* About this exercise: Every record must appear in your reply exactly as written.

------

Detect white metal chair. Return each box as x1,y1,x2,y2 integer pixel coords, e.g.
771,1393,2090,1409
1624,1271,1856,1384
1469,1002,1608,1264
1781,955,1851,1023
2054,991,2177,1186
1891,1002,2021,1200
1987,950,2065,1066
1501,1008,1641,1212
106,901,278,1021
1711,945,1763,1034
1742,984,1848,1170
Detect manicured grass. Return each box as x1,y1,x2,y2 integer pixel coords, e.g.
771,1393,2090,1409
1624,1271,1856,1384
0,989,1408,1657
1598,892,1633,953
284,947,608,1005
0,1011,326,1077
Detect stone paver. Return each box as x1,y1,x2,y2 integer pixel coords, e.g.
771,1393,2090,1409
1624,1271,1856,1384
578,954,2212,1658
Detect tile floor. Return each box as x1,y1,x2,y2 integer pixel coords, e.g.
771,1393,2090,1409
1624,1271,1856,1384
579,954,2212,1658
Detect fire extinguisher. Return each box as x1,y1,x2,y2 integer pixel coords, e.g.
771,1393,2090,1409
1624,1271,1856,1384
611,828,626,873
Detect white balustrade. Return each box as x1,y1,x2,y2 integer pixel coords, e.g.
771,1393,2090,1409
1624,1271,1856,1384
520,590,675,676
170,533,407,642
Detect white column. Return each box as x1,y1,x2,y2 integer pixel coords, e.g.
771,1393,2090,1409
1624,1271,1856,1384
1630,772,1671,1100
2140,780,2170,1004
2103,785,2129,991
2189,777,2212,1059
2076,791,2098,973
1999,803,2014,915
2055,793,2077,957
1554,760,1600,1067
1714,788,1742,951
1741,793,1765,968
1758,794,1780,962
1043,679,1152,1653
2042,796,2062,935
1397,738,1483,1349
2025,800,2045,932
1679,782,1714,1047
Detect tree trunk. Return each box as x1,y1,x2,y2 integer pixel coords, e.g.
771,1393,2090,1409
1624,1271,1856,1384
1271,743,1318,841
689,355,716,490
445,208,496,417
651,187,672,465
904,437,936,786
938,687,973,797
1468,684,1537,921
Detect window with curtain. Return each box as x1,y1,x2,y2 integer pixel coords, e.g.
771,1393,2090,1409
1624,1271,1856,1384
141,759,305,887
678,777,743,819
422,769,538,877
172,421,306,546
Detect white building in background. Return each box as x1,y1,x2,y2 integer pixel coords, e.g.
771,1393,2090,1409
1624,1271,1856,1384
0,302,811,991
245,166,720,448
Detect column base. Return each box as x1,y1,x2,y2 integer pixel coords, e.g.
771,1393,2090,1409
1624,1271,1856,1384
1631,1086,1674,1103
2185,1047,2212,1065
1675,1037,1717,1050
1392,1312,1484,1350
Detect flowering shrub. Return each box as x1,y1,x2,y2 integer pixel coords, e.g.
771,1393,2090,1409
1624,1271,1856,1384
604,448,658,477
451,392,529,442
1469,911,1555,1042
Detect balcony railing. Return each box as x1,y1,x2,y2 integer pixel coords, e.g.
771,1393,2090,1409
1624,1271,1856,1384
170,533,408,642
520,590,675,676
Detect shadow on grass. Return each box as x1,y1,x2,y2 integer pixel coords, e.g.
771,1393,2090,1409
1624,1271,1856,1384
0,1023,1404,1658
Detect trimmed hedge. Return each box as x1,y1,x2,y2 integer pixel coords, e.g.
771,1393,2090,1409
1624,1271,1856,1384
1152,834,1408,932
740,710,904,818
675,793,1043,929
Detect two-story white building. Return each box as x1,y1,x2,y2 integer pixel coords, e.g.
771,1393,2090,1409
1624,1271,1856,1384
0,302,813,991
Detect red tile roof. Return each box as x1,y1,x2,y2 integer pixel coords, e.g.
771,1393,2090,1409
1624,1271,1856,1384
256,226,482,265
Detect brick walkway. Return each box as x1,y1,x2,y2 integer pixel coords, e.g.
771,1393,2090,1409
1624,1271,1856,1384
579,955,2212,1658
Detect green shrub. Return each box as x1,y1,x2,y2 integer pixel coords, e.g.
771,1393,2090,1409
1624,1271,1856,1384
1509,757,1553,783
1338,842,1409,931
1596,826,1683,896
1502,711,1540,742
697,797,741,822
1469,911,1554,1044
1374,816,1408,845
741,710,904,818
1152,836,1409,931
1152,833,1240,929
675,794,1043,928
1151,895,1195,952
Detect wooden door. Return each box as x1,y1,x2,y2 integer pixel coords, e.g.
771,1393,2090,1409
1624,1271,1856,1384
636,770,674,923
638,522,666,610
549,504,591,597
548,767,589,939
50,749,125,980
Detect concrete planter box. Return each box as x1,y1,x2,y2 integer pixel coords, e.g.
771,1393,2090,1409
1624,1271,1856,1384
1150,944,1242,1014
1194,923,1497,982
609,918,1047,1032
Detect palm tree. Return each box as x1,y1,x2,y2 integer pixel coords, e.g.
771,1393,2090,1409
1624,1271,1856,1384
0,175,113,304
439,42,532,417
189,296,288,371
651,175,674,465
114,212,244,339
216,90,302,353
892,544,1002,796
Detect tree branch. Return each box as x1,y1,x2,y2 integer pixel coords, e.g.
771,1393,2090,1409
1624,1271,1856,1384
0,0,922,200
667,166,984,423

------

* Response:
Detect white metal chair. Return each box as x1,y1,x2,y2 integer pixel coords, e.g.
771,1393,2090,1409
1624,1271,1856,1384
1469,1002,1608,1264
1781,955,1851,1023
2054,991,2177,1186
1891,1002,2021,1200
1987,950,2065,1066
1501,1008,1641,1212
106,901,278,1021
1711,945,1763,1034
1742,984,1848,1170
Detect manicured grass. Return each box as x1,y1,x2,y2 integer pixel coords, e.g.
771,1393,2090,1409
1624,1271,1856,1384
0,989,1408,1657
1598,892,1633,953
284,947,608,1005
0,1011,326,1077
Detect stone paver. Return each box as x1,y1,x2,y2 integer pixel coords, e.g.
771,1393,2090,1409
1624,1271,1856,1384
578,954,2212,1658
Detect tile floor. Return each box as x1,y1,x2,y2 integer pixel coords, e.g.
771,1393,2090,1409
1624,1271,1856,1384
579,954,2212,1658
Detect fire extinguisher. Return each box as x1,y1,x2,y2 integer pixel coords, e.g.
771,1393,2090,1409
1624,1271,1856,1384
611,828,626,873
Detect white balustrade. Return each box as x1,y1,x2,y2 integer pixel coords, e.g.
771,1393,2090,1409
1624,1271,1856,1384
520,590,675,676
170,533,407,642
Detect white column. Return each box as x1,y1,x2,y2 integer pixel coords, e.g.
771,1393,2090,1409
1624,1271,1856,1384
1630,772,1671,1100
2140,780,2170,1004
2103,785,2129,991
2189,777,2212,1059
2076,791,2098,973
1999,803,2014,915
2055,793,2077,957
1554,760,1600,1067
1714,788,1742,951
1741,793,1765,968
1758,794,1780,962
1043,679,1152,1653
2042,796,2062,935
1397,738,1483,1349
2025,800,2045,932
1679,782,1714,1047
Detect tree trunk. Return each box as x1,y1,x2,y2 integer pixel coords, e.g.
771,1393,2090,1409
1624,1271,1856,1384
1271,743,1318,841
689,355,716,490
445,208,496,417
651,187,672,465
904,437,936,786
938,687,973,797
1468,684,1537,921
Detect window with curtain. Return each box as x1,y1,x2,y2 integer pixel coords, e.g.
771,1393,2090,1409
1624,1271,1856,1384
141,759,305,887
678,777,743,819
422,769,538,877
172,421,306,546
Detect white building in background. Return each box as x1,y1,x2,y2 integer pixel coords, e.g.
771,1393,2090,1409
1624,1271,1856,1384
0,302,811,991
245,166,720,448
Detect column base. Return each box as x1,y1,x2,y2 integer pixel coords, e.g.
771,1393,2090,1409
1624,1271,1856,1384
1631,1086,1674,1103
2185,1047,2212,1065
1675,1037,1717,1050
1392,1312,1484,1350
Detect flowering shrub. Return each box as x1,y1,x2,y2 integer pixel coords, e.g.
771,1393,2090,1409
1624,1271,1856,1384
604,448,658,477
451,392,529,442
1469,911,1555,1042
Detect balcony railing. Return each box as x1,y1,x2,y2 integer pixel coords, e.g.
771,1393,2090,1409
1624,1271,1856,1384
170,533,408,642
520,590,675,676
Detect shadow on grass. Return each box as x1,y1,x2,y2 integer pixel coords, e.g.
771,1393,2090,1409
1624,1271,1856,1384
0,1023,1404,1658
Detect trimmed hedge. Return each box as x1,y1,x2,y2 integer pixel coords, e.g.
771,1393,2090,1409
1624,1271,1856,1384
1152,834,1408,932
740,710,904,818
675,793,1043,929
Detect two-story white building. Return each box as x1,y1,x2,y2 integer pixel coords, e.g.
771,1393,2090,1409
1624,1271,1856,1384
0,302,813,991
Detect red tile roof. Return each box as x1,y1,x2,y2 integer pixel coords, e.g.
771,1393,2090,1409
1624,1271,1856,1384
256,226,482,265
Detect brick walkway. Return each box as x1,y1,x2,y2 integer pixel coords, e.g.
771,1393,2090,1409
1624,1271,1856,1384
579,955,2212,1658
Detect green shrub. Return each box as x1,y1,x2,y2 integer pixel coords, e.g.
771,1393,2090,1409
1624,1271,1856,1384
1509,757,1553,783
1338,842,1409,931
1596,826,1683,896
1502,711,1540,742
697,797,741,822
1469,911,1554,1044
1374,816,1408,845
741,710,904,818
1152,836,1409,931
1152,833,1240,929
675,794,1043,928
1151,895,1195,952
Detect wooden door. Return each box as x1,y1,x2,y2 integer pixel coords, e.g.
771,1393,2090,1409
1624,1271,1856,1384
636,770,674,923
638,522,666,610
549,504,591,597
548,767,589,939
50,749,125,980
Detect concrete planter box. Return each box as x1,y1,x2,y2 integer pixel coords, e.g.
771,1393,2090,1409
1624,1271,1856,1384
1150,944,1242,1014
1194,923,1497,982
609,918,1047,1032
Detect palm tree. Return each box as x1,y1,x2,y2 integer pixel coords, e.g.
771,1393,2090,1409
1624,1271,1856,1384
0,175,113,304
439,42,532,417
189,296,288,371
651,175,674,465
114,212,244,339
216,90,302,353
892,544,1002,796
Detect tree branch. Return each box as x1,y1,x2,y2 integer pixel coords, e.g.
771,1393,2090,1409
1624,1271,1856,1384
0,0,922,200
667,166,984,423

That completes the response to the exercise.